| Text provided |

===============

Then of course there is the present crisis we are now going through; a crisis we never imagined just 6 months ago, that has sent shock waves through the whole world. This virus has taken its toll in so many ways. We wait each night to hear the death toll, the number of new infections, the number in our ICU units. Our community and family life is now at a distance. People are worried, worried sick about employment, about businesses, about loved ones; our young people are worried about their Leaving Cert, their progress to 3rd level or training. We can’t move beyond our immediate neighbourhoods. We’ve lost control. We don’t know what, who to believe anymore.

We have read the Gospel reading appointed for today, the 2nd Sunday of Easter. In this we’ve continued our reading of the account of that first Easter Day as told to us by John. We find the disciples on that first Easter evening, still in hiding. The discovery of the empty tomb that morning just seemed to confound the misery of their memories of watching at a distance as Jesus dies, powerless to help. The talk of the women of seeing him alive just adds to their confusion. Then, as we read today, they have their own meeting, their own encounter with the Risen Jesus; they see, they hear, they feel his breath. They were glad when they saw the Lord.

Except they weren’t all there. For some reason Thomas wasn’t there. We’re not told why. Maybe, hurt and confused, he had gone off to be by himself, with his own thoughts, his own sadness. When he comes back, the mood in the room had changed. There is excitement as they tell him what they have seen and heard; ‘We have seen the Lord!’ Poor Thomas. He wants, desperately wants, to believe but he can’t. ‘Unless I see the mark of the nails in his hands, and put my finger in the mark of the nails and my hand in his side, I will not believe.’ John 20:25

It can be very hard to speak of doubt and uncertainty in the Church. We can feel very alone; that loneliness can be heightened by a feeling of guilt. What’s wrong with me? We in the Church can feel threatened by others who express doubt or difficulties with faith – we are afraid that their questions can undermine our certainties.

===============

(Collected data entries)

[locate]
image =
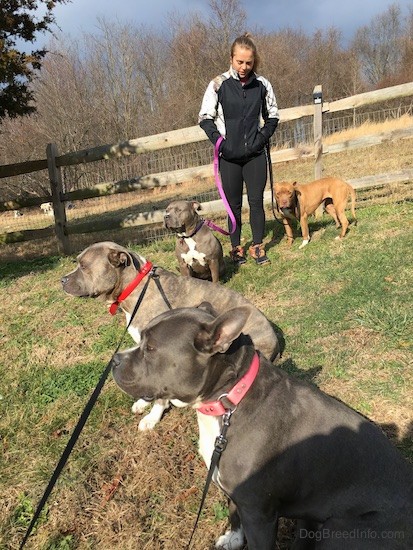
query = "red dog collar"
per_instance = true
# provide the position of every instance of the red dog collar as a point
(216, 408)
(131, 287)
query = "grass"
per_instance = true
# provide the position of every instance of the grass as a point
(345, 309)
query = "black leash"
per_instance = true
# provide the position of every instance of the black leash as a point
(155, 277)
(79, 427)
(272, 184)
(220, 444)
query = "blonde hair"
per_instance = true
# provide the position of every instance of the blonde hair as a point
(246, 41)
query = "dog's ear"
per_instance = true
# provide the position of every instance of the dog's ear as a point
(206, 306)
(216, 337)
(119, 259)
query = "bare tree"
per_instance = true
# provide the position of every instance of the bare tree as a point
(378, 46)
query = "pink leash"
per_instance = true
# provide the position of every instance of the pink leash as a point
(221, 193)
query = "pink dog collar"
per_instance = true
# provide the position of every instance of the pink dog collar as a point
(234, 396)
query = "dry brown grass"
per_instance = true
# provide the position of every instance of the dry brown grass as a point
(123, 489)
(387, 157)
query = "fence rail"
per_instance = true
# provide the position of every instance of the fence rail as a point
(150, 144)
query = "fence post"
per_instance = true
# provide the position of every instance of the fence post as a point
(318, 138)
(55, 177)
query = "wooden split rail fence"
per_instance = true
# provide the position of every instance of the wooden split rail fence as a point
(54, 163)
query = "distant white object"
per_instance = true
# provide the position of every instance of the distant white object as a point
(47, 208)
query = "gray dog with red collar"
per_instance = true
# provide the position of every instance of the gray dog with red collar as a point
(198, 251)
(106, 271)
(291, 450)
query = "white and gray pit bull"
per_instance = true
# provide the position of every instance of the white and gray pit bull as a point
(105, 269)
(292, 451)
(198, 251)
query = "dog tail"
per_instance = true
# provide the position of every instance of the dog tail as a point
(353, 204)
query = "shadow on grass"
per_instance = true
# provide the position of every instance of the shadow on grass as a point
(403, 443)
(12, 270)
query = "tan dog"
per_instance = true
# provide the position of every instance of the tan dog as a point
(300, 201)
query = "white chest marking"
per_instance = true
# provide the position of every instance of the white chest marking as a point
(192, 253)
(133, 331)
(208, 432)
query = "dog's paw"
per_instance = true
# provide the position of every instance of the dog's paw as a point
(139, 406)
(231, 540)
(147, 423)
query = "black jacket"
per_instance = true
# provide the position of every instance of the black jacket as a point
(236, 112)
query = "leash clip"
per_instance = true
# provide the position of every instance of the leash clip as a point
(221, 441)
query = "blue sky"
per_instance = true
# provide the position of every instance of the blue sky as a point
(269, 15)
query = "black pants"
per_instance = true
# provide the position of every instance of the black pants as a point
(254, 173)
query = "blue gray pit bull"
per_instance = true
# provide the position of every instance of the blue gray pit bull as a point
(106, 268)
(198, 251)
(292, 450)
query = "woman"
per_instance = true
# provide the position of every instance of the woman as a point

===============

| Your goal |
Please say which Sunday the Gospel reading in the sermon was appointed for.

| Exercise output |
The 2nd Sunday of Easter.